* _Data records_
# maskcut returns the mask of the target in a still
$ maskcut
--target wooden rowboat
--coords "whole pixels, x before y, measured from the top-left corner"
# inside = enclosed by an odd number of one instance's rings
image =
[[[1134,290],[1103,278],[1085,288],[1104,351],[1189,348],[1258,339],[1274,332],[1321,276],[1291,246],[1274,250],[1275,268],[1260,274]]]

...

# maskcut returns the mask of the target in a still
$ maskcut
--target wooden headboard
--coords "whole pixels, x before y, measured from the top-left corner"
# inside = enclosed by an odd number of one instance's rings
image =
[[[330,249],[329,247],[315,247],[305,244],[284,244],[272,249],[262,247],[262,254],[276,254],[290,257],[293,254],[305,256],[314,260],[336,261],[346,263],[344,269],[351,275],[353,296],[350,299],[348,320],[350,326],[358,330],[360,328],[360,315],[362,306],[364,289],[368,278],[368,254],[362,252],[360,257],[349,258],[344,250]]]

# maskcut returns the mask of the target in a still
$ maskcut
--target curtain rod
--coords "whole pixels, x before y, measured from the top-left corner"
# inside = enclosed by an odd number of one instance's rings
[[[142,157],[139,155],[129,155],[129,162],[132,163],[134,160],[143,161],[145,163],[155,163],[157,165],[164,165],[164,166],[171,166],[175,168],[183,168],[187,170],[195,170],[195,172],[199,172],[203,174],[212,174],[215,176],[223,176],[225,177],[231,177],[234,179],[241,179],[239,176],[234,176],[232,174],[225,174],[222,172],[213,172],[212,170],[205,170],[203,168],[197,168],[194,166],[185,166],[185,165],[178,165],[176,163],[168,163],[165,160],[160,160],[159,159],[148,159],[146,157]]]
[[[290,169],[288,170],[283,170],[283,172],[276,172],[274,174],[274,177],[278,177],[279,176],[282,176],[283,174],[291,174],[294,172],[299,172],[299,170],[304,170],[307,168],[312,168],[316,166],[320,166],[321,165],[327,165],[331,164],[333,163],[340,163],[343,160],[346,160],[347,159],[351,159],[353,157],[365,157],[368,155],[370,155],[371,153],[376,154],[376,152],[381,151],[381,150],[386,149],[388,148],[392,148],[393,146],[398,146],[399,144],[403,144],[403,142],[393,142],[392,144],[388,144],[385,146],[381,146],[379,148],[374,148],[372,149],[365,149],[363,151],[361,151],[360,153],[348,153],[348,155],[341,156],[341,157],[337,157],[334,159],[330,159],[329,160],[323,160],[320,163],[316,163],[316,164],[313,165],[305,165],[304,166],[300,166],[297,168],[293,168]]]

--

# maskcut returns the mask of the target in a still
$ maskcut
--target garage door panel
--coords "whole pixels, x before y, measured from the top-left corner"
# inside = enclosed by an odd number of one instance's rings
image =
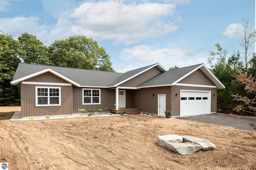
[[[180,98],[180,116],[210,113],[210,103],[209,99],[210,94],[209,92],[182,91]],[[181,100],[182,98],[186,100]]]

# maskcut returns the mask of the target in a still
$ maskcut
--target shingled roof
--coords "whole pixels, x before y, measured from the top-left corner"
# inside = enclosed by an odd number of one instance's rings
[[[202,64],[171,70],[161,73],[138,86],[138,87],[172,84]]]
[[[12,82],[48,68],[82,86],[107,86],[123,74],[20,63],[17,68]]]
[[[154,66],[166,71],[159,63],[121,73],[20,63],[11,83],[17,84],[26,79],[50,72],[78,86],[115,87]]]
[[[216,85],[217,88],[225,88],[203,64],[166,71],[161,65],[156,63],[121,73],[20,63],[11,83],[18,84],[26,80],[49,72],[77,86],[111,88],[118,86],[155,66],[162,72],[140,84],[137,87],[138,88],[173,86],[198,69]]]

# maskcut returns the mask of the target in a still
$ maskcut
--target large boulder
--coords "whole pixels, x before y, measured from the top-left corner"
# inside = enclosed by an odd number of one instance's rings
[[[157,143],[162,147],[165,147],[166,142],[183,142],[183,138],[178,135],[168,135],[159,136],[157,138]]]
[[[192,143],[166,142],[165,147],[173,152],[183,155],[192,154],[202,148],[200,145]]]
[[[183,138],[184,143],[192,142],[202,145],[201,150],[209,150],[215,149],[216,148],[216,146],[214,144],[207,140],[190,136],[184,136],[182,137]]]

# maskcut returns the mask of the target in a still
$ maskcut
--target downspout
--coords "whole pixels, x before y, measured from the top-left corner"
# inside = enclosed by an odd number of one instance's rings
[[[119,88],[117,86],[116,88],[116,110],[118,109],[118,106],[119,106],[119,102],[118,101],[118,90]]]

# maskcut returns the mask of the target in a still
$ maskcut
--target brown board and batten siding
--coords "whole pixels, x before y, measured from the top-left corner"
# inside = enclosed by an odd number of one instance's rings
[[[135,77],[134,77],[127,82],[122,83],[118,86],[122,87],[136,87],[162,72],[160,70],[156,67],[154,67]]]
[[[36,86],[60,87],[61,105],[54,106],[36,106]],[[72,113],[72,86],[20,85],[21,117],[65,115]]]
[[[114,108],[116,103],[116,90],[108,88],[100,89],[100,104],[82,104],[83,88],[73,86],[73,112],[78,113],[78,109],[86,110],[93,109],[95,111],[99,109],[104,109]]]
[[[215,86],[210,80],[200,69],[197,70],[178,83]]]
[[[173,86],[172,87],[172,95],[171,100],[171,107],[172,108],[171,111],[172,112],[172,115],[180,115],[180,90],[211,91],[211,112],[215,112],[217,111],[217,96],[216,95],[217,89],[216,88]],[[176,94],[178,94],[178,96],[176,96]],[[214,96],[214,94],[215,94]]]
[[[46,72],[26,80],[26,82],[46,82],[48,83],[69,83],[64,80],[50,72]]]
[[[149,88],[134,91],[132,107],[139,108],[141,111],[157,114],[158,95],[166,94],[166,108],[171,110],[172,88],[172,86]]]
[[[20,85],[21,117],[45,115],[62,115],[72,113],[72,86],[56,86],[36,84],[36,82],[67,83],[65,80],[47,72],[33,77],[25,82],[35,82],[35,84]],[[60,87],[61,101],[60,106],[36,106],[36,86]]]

* _What is expected_
From the listing above, show each line that contains the string "wooden", treating uppercase and lowercase as different.

* _Result of this task_
--target wooden rowboat
--target wooden headboard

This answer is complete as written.